## Provided material
_ _ _ _ _ _ _

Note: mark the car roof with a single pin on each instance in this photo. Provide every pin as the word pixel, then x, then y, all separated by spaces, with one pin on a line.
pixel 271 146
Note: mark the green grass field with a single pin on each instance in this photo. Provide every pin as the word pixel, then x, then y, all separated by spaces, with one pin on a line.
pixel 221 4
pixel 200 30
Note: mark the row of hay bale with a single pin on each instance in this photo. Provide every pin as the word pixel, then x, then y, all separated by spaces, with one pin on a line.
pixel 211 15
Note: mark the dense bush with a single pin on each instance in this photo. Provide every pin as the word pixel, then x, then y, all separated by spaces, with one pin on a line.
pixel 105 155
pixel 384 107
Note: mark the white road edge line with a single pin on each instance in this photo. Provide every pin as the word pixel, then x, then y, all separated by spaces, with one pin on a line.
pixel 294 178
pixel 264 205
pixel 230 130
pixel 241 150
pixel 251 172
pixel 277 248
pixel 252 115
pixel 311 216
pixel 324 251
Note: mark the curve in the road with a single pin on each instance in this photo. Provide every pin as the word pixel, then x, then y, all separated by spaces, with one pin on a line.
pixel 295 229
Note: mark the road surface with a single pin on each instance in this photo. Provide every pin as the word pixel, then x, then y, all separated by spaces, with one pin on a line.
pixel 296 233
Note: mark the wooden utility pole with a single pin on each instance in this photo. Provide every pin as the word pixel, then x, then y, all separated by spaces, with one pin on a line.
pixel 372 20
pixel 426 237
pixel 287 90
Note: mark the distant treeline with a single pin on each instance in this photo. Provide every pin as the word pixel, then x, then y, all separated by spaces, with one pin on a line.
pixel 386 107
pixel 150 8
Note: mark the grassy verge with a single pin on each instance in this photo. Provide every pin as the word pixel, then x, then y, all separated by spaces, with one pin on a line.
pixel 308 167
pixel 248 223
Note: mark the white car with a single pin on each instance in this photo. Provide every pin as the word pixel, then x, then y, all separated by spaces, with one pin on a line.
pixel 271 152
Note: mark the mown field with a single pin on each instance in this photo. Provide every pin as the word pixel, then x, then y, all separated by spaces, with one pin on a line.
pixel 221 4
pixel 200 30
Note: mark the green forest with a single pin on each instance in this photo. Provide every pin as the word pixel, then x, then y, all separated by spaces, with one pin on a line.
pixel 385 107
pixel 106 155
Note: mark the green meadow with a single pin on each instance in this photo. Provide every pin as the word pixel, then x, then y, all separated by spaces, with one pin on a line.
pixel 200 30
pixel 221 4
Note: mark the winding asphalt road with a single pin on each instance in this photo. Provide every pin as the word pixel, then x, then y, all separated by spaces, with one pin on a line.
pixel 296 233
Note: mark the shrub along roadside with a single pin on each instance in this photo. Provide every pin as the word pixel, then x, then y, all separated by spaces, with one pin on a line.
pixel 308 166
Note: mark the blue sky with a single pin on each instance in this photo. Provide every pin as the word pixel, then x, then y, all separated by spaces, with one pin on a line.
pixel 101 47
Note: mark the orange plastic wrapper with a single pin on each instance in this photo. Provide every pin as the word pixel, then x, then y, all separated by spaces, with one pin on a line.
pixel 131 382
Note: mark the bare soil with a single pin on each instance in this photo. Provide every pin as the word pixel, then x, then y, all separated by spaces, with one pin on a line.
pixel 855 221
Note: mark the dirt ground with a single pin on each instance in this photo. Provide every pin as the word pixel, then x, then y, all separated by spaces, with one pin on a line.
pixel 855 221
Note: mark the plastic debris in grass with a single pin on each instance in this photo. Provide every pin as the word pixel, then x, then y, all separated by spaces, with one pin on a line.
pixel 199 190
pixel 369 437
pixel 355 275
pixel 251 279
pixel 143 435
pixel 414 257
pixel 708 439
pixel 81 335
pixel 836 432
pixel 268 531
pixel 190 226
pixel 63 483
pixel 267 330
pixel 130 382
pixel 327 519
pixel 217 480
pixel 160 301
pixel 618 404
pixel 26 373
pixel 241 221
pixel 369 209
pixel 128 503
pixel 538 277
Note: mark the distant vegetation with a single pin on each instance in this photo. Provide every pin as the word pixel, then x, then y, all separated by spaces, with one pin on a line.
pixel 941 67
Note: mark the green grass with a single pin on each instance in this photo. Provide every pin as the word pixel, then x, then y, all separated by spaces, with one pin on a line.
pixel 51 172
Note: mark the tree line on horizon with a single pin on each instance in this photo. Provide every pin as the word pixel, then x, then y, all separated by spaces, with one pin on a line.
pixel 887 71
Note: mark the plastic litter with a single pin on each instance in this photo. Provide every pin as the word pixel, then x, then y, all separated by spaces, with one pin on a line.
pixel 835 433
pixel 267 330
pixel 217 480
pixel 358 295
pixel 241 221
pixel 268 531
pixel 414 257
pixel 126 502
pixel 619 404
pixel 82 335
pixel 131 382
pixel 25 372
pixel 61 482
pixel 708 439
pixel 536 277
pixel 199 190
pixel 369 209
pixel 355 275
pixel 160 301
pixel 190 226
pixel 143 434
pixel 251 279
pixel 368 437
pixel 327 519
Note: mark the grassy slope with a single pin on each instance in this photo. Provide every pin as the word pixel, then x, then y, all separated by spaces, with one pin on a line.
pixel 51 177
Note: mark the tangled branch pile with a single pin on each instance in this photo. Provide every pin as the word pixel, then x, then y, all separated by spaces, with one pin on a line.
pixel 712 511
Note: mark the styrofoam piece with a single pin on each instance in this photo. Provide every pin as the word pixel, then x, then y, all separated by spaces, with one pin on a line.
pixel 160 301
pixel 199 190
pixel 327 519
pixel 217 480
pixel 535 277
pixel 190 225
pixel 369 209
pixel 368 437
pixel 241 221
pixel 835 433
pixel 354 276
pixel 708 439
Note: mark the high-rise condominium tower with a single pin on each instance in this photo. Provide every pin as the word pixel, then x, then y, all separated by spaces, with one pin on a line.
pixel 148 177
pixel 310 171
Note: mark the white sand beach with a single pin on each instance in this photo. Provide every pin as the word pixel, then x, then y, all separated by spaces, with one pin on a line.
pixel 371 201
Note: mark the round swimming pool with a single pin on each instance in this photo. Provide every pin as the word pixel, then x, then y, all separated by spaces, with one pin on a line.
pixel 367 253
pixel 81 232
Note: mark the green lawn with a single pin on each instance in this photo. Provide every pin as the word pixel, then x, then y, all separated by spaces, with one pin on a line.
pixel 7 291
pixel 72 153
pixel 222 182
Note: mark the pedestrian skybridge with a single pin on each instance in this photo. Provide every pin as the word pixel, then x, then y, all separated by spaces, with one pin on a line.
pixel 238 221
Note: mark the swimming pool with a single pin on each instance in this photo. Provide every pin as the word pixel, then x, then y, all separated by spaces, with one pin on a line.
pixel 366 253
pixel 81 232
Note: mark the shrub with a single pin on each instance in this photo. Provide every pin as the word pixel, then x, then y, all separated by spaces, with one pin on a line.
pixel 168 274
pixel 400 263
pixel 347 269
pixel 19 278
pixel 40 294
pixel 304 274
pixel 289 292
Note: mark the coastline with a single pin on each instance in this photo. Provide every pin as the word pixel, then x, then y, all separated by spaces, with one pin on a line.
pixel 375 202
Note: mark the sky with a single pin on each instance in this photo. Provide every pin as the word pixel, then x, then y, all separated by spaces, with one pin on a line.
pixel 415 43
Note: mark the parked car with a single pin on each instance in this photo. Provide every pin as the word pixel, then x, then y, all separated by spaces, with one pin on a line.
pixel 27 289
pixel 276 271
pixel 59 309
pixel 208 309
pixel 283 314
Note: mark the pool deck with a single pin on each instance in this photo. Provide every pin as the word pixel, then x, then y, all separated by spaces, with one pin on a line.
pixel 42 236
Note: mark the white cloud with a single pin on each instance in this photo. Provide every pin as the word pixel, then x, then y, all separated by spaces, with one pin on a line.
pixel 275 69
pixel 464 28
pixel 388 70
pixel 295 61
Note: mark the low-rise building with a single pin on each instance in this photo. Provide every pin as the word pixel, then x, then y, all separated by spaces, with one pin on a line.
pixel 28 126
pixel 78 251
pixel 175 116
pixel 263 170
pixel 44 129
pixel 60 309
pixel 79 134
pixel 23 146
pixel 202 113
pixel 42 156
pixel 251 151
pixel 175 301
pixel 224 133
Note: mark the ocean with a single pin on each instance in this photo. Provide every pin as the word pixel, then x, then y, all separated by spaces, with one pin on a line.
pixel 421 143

_ _ _ _ _ _ _

## What is needed
In the entries above, find the line containing "Note: mark the ocean". Set down that line and every line after it through the last one, exactly and alone.

## Exercise answer
Note: mark the ocean with a single pin on each instance in this photo. Provide every pin as the word pixel, then x, then y, all separated by spaces, with one pin on a line.
pixel 421 143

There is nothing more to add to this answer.